[Records excerpted from a collection]
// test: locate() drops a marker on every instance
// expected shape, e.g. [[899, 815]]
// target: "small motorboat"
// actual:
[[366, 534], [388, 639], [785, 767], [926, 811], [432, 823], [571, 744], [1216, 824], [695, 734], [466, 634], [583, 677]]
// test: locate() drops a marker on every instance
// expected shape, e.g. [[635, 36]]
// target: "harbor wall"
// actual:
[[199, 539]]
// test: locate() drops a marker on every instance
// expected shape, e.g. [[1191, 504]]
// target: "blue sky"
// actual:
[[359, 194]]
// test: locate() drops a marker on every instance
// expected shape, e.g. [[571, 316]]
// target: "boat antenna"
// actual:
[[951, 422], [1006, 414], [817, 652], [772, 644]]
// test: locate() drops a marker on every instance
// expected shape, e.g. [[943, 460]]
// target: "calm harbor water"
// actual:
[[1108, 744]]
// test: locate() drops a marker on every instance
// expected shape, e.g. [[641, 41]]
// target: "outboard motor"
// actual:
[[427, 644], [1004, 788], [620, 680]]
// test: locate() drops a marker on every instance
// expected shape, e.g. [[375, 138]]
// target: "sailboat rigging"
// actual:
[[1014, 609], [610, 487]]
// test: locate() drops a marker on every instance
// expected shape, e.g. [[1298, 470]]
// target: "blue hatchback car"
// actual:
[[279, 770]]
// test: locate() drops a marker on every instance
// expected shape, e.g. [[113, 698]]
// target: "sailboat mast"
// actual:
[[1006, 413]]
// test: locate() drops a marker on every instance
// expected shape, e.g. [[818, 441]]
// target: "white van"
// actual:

==

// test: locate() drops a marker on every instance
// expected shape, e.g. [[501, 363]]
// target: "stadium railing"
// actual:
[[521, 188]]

> [Task item]: Among the lines of the preceding data, which ones hold the word "shape"? List them.

> [Answer]:
// expected shape, e.g. [[899, 815]]
// expected shape, e.g. [[635, 36]]
// expected shape, e.g. [[1191, 504]]
// expected shape, e.g. [[571, 316]]
// expected shape, e.g. [[943, 460]]
// expected shape, e.g. [[641, 41]]
// expected shape, e.g. [[375, 138]]
// expected shape, e.g. [[1298, 470]]
// expected shape, e.g. [[113, 698]]
// expected shape, e.g. [[818, 441]]
// expected shape, e.g. [[501, 363]]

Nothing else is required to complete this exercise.